╭──
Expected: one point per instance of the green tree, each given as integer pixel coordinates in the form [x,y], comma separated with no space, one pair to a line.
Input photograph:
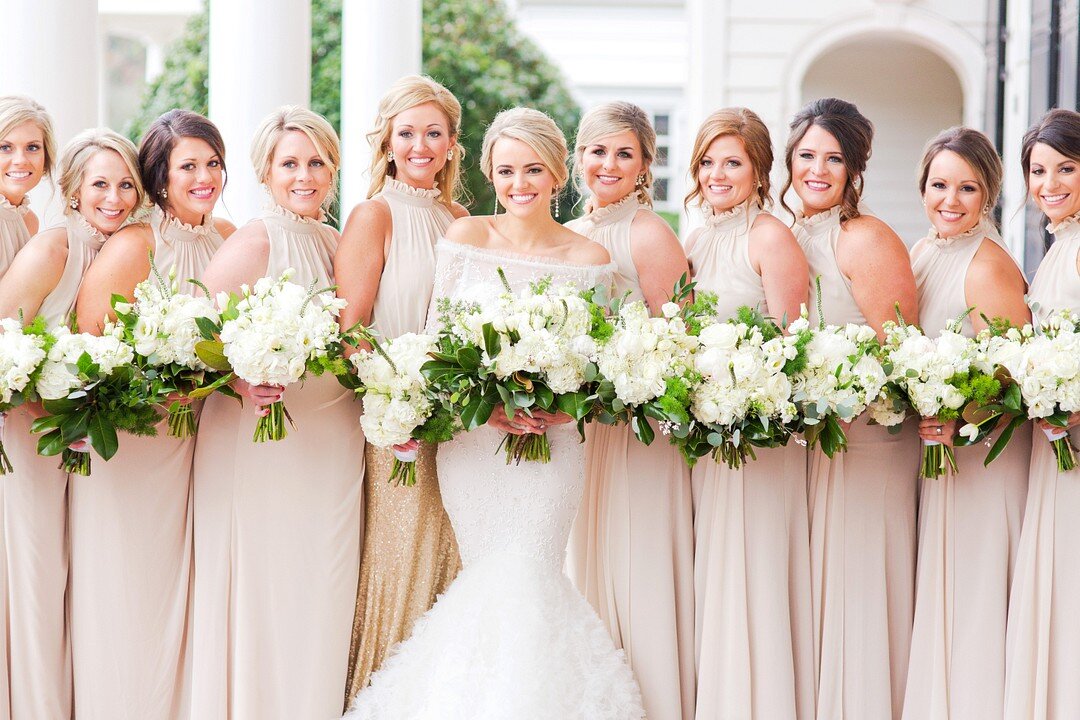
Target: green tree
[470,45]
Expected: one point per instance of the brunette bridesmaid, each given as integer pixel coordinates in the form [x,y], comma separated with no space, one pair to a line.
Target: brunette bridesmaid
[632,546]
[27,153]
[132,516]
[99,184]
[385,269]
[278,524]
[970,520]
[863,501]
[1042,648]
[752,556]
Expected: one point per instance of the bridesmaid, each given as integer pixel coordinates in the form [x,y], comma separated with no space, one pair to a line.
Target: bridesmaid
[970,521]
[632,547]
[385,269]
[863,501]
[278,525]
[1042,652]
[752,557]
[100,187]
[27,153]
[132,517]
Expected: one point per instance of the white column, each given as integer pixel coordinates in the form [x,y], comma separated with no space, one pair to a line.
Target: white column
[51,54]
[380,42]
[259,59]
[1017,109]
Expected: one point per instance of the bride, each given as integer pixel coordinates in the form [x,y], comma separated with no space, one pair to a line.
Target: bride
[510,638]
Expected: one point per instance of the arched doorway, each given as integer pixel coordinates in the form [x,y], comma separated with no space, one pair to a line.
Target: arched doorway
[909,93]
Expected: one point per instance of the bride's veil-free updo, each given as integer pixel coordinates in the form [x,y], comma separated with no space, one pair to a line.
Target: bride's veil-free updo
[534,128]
╰──
╭──
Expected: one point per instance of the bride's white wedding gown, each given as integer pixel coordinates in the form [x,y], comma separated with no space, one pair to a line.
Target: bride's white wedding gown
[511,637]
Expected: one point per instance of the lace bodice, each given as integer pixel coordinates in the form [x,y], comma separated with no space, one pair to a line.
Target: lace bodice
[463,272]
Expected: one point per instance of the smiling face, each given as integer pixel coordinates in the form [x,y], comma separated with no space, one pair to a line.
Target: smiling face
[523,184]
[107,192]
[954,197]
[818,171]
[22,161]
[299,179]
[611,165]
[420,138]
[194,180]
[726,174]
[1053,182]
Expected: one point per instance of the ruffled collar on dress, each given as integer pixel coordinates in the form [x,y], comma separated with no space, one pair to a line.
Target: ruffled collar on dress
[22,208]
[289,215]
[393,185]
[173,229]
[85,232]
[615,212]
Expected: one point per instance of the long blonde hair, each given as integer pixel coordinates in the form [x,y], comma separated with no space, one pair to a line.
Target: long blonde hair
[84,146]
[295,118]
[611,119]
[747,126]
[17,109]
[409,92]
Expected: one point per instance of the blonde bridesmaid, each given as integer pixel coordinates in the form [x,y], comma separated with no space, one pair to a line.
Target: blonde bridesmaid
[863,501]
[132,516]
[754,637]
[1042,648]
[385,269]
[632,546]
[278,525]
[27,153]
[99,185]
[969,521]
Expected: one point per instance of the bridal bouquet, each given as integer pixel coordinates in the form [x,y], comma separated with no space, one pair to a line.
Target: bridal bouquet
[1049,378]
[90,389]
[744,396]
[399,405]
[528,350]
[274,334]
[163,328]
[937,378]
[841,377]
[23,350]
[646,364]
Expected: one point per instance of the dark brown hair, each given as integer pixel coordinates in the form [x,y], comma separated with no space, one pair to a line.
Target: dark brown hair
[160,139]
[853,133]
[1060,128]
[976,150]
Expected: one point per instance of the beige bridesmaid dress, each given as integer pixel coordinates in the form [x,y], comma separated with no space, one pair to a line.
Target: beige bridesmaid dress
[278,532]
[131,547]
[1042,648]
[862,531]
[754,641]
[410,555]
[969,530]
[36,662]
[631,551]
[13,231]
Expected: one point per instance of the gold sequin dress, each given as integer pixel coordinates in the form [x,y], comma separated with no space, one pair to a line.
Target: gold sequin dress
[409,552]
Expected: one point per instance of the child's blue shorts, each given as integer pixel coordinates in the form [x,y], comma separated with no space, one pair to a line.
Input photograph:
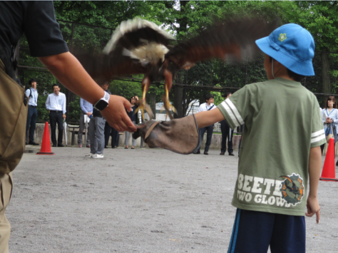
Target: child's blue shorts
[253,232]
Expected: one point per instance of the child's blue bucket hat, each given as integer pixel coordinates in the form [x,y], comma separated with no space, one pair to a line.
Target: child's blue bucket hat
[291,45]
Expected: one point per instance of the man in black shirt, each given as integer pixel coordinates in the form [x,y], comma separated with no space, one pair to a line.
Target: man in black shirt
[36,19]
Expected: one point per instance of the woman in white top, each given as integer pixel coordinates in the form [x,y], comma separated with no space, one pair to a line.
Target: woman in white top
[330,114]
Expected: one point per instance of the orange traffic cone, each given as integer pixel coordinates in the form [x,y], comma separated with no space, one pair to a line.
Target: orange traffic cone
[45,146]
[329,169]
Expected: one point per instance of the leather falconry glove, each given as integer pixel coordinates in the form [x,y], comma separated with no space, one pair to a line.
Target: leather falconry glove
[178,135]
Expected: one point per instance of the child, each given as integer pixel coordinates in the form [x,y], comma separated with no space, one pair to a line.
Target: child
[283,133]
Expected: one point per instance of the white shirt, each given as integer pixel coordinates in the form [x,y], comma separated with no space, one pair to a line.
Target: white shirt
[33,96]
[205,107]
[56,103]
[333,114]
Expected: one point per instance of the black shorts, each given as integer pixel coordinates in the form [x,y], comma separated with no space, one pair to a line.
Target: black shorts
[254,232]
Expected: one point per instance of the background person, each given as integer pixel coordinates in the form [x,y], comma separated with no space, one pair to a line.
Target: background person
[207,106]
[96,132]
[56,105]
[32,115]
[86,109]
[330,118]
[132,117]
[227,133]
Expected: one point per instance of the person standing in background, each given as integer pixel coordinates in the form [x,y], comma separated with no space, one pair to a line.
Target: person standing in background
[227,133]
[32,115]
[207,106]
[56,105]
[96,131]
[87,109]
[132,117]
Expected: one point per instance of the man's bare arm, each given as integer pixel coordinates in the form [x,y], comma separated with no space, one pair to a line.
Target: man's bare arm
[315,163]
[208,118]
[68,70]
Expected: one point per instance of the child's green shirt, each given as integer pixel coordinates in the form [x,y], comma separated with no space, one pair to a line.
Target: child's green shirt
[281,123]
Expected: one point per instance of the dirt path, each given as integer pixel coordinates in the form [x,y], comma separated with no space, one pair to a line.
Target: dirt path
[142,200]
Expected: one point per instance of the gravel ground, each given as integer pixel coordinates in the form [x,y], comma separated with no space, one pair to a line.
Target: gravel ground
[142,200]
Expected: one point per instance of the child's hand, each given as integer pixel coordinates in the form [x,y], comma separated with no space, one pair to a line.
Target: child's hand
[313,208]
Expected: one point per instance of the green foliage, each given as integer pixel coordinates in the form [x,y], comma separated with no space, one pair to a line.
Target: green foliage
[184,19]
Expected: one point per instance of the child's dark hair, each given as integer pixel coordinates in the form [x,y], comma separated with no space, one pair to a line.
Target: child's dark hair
╰──
╭──
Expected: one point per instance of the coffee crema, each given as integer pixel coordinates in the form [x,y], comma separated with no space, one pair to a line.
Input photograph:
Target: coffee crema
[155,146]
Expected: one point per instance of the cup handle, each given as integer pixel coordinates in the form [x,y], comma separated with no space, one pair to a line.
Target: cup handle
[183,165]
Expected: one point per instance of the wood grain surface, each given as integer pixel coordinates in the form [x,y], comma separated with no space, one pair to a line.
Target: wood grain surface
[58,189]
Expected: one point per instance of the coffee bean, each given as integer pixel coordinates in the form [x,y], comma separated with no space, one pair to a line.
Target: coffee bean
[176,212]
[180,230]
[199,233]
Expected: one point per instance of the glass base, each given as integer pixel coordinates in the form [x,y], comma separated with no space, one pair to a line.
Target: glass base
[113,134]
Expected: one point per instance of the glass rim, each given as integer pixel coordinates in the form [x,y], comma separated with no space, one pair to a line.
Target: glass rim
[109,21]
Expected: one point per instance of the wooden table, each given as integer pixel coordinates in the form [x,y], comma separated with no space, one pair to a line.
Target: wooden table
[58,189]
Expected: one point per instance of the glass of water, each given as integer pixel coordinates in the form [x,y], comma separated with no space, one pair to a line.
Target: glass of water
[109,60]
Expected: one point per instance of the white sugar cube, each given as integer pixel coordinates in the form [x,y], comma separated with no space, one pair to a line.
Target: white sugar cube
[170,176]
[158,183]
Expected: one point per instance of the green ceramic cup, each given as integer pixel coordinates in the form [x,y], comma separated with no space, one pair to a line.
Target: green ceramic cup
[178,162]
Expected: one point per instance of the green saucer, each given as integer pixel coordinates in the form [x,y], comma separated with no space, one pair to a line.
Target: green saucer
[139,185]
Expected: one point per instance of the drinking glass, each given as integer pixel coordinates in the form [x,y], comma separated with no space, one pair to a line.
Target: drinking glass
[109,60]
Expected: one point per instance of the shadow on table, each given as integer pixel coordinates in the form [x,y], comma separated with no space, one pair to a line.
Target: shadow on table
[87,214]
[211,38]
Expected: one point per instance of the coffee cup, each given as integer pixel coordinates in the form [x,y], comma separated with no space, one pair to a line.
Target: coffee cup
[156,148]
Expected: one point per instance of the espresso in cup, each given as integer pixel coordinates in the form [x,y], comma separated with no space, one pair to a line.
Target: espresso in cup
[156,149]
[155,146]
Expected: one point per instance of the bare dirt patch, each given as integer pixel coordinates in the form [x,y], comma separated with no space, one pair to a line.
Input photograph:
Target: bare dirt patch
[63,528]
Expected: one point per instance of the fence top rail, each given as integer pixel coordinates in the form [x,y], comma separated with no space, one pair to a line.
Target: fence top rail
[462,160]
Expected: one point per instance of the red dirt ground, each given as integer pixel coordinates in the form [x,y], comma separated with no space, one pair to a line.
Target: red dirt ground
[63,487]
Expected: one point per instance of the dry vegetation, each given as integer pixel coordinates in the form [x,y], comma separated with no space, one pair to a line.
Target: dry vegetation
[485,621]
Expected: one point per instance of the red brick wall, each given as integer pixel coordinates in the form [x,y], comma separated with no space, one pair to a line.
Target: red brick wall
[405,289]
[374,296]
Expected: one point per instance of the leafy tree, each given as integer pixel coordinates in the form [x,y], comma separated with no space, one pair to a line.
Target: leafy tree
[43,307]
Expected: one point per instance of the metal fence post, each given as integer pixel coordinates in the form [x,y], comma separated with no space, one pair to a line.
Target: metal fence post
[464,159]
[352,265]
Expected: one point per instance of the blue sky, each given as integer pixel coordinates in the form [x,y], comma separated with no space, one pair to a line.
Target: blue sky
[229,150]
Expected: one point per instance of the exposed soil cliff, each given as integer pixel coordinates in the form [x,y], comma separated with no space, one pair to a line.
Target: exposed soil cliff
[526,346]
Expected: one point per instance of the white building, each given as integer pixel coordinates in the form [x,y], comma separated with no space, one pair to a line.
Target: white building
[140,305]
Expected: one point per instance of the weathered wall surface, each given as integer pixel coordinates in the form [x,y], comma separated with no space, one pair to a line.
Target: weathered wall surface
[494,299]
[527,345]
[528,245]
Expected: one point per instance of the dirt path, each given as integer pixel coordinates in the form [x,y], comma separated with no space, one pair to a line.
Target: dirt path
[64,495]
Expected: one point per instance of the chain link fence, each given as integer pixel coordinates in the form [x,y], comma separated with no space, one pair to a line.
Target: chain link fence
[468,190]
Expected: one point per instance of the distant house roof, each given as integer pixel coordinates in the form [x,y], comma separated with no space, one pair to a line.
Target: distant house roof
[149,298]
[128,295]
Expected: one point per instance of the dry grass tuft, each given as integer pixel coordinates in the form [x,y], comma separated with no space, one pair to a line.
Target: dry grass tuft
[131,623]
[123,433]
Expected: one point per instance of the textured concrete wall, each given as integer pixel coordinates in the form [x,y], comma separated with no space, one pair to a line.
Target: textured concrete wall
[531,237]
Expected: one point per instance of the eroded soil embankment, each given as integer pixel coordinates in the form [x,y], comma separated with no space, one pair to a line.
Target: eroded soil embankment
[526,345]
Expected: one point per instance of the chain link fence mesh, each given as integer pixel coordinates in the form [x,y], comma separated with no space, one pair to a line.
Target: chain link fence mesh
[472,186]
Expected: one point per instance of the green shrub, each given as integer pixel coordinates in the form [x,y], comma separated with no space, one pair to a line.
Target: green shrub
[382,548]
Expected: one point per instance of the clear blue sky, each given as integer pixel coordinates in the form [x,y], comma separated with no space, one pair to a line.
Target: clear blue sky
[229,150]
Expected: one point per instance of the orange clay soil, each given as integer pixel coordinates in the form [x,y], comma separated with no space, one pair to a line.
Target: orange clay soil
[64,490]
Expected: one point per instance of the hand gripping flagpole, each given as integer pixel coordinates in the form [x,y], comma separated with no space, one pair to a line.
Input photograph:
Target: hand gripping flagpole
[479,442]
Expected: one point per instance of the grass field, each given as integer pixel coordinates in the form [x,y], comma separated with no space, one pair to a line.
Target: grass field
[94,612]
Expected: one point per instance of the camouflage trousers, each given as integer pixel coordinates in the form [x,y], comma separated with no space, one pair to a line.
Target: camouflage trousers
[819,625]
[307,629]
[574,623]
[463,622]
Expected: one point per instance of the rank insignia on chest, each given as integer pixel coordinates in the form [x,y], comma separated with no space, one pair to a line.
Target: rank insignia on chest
╰──
» **Exercise details**
Output exactly the lines of the listing above that start with the one holding "Expected: one point per instance of the green tree, each" and go on through the one holding "Expected: one point per instance of the bridesmaid, each"; leave the pictures out.

» **Response**
Expected: one point per instance of the green tree, each given as integer pixel coordinates in the form [x,y], comma separated with no space, one pair to a line.
Input photograph:
Target: green tree
[470,45]
Expected: one point per instance of the brunette bridesmaid, each given as integer pixel coordinates in the form [x,y], comma separated with no space, one pair to a line.
Target: brunette bridesmaid
[632,546]
[27,153]
[132,516]
[99,184]
[385,269]
[278,524]
[970,520]
[863,501]
[1042,648]
[752,556]
Expected: one point per instance of the bridesmaid, each given as integer pixel coordinates in the form [x,y], comma separated with no space, one pair to a line.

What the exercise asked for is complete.